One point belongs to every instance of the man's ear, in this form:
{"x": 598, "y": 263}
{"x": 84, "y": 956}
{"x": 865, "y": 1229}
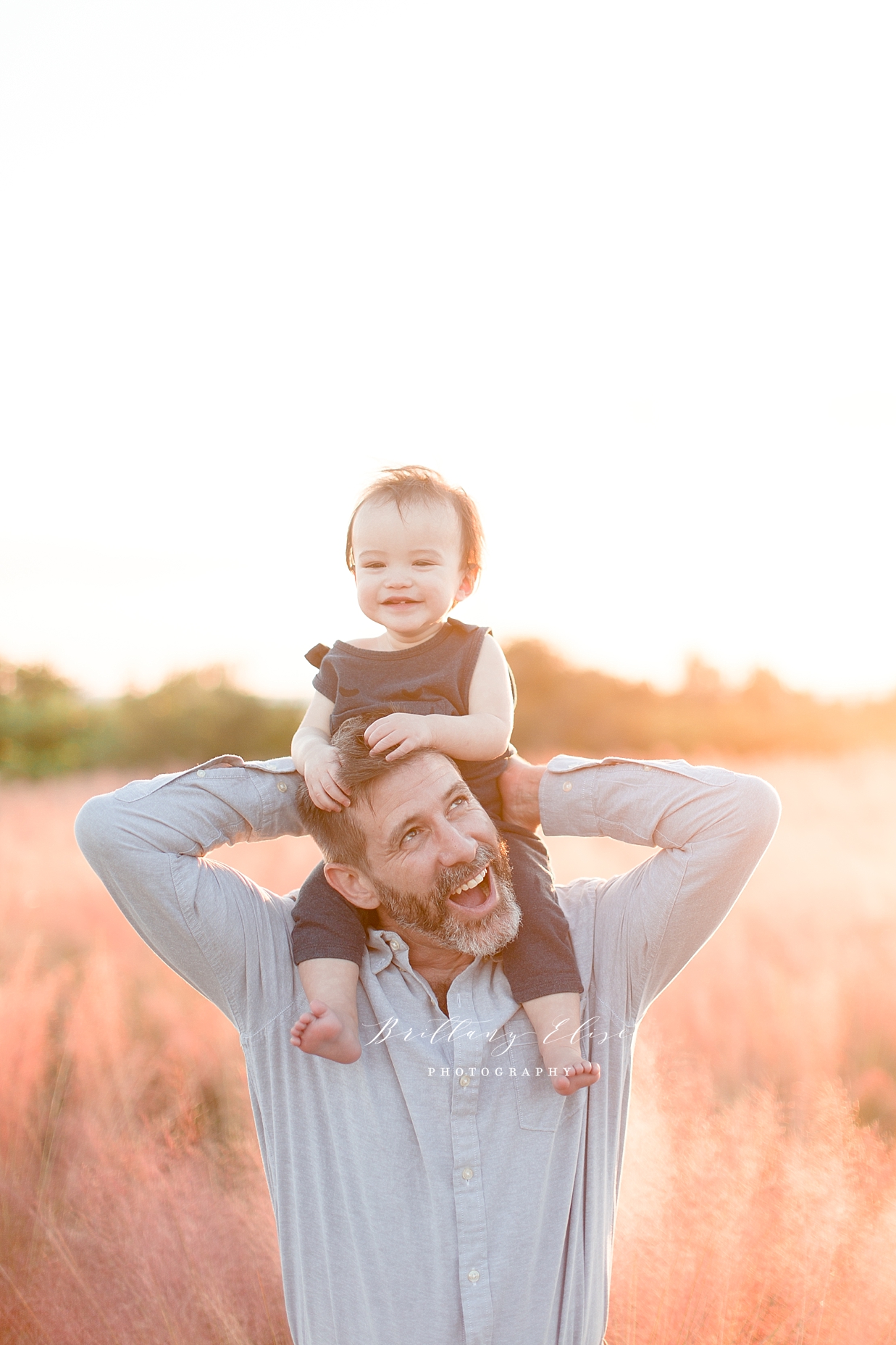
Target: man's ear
{"x": 351, "y": 886}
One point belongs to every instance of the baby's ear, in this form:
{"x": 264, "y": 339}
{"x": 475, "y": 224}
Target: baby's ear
{"x": 351, "y": 886}
{"x": 467, "y": 586}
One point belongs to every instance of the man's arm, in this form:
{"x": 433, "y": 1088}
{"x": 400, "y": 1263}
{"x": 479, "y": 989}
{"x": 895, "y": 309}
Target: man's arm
{"x": 712, "y": 828}
{"x": 219, "y": 931}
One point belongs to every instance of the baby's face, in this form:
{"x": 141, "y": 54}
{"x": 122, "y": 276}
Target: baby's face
{"x": 408, "y": 568}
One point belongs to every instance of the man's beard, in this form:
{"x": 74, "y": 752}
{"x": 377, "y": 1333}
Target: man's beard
{"x": 431, "y": 916}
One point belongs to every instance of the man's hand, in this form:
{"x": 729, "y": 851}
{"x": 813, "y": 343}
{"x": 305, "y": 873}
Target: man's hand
{"x": 397, "y": 735}
{"x": 519, "y": 784}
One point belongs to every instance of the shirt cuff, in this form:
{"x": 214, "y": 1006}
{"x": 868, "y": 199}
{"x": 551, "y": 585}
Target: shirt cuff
{"x": 566, "y": 796}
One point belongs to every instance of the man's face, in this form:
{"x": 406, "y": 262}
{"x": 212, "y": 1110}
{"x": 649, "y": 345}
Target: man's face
{"x": 436, "y": 859}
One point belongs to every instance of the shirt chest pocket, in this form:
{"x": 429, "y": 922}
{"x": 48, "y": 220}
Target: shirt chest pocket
{"x": 538, "y": 1103}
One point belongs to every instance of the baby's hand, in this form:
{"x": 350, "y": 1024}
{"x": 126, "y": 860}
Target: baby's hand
{"x": 322, "y": 779}
{"x": 397, "y": 735}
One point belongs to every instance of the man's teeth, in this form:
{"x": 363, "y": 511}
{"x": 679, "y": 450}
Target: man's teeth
{"x": 474, "y": 883}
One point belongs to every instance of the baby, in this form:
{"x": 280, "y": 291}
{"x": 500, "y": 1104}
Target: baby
{"x": 414, "y": 548}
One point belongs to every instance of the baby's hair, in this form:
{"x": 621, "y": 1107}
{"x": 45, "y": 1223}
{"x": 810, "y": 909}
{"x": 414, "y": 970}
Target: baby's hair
{"x": 422, "y": 486}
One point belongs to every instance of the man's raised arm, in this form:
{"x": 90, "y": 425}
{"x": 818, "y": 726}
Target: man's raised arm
{"x": 712, "y": 828}
{"x": 148, "y": 841}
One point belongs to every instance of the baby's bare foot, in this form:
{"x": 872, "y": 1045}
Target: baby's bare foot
{"x": 323, "y": 1032}
{"x": 572, "y": 1071}
{"x": 580, "y": 1075}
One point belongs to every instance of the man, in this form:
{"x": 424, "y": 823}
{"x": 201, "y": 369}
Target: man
{"x": 439, "y": 1191}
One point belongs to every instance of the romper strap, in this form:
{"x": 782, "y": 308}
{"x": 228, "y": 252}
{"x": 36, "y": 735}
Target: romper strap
{"x": 317, "y": 655}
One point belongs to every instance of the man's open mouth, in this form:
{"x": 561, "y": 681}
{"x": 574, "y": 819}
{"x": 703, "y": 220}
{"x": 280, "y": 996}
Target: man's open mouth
{"x": 478, "y": 895}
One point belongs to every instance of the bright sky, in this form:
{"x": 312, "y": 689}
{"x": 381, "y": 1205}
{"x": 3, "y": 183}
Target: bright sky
{"x": 624, "y": 272}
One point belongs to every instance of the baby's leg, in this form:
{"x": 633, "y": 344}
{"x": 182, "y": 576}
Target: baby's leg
{"x": 557, "y": 1020}
{"x": 327, "y": 944}
{"x": 541, "y": 966}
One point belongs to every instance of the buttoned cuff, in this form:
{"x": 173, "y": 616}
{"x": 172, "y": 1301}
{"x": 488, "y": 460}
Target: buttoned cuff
{"x": 566, "y": 796}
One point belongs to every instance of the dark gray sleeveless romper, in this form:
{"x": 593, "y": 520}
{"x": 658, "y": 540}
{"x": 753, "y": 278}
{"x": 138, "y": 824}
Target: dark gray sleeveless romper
{"x": 433, "y": 678}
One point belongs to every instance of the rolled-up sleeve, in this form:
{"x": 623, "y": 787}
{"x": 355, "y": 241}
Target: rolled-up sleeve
{"x": 213, "y": 925}
{"x": 712, "y": 828}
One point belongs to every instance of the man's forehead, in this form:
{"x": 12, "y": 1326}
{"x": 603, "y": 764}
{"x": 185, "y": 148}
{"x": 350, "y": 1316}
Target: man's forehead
{"x": 409, "y": 790}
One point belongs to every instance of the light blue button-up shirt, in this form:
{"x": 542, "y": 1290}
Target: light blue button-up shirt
{"x": 439, "y": 1191}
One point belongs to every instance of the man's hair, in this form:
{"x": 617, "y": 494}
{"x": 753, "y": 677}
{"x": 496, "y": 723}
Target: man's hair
{"x": 339, "y": 836}
{"x": 405, "y": 486}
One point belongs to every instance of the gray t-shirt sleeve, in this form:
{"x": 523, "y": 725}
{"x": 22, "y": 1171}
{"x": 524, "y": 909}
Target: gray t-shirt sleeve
{"x": 712, "y": 828}
{"x": 326, "y": 680}
{"x": 218, "y": 930}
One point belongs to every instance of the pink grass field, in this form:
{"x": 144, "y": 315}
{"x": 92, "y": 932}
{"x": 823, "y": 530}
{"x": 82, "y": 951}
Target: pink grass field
{"x": 759, "y": 1197}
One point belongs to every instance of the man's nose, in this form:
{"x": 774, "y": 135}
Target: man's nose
{"x": 453, "y": 846}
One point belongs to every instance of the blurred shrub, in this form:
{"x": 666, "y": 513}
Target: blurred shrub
{"x": 47, "y": 727}
{"x": 585, "y": 712}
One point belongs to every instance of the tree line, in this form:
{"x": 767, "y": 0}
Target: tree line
{"x": 49, "y": 727}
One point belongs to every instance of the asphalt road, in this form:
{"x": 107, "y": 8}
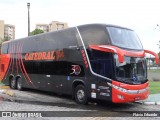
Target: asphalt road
{"x": 50, "y": 104}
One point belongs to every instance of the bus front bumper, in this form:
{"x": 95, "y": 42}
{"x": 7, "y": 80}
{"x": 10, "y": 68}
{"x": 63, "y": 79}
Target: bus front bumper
{"x": 122, "y": 92}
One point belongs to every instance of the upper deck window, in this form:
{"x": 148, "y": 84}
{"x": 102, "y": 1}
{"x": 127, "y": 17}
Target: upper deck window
{"x": 124, "y": 38}
{"x": 4, "y": 48}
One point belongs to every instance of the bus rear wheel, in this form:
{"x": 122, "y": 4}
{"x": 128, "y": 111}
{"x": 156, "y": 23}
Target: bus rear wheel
{"x": 13, "y": 84}
{"x": 19, "y": 84}
{"x": 80, "y": 95}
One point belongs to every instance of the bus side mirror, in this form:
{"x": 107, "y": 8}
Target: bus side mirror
{"x": 154, "y": 54}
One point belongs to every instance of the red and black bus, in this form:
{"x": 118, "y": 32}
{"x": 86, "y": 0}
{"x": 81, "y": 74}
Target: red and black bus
{"x": 94, "y": 61}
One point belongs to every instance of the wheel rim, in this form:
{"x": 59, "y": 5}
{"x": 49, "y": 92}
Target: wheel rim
{"x": 19, "y": 84}
{"x": 80, "y": 95}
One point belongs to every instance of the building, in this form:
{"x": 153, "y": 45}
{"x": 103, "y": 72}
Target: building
{"x": 54, "y": 25}
{"x": 44, "y": 27}
{"x": 7, "y": 31}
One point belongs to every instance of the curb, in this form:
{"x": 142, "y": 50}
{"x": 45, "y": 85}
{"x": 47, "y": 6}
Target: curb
{"x": 4, "y": 87}
{"x": 148, "y": 102}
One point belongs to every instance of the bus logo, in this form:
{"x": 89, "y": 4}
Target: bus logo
{"x": 76, "y": 69}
::::
__DIRECTIONS__: Quote the lines of the listing above that run from the line with "One point belongs to every instance of the bus logo, in" through its last line, both included, and nothing else.

__RESPONSE TO THE TASK__:
One point belongs to every instance of the bus logo, in this form:
{"x": 89, "y": 4}
Target: bus logo
{"x": 76, "y": 69}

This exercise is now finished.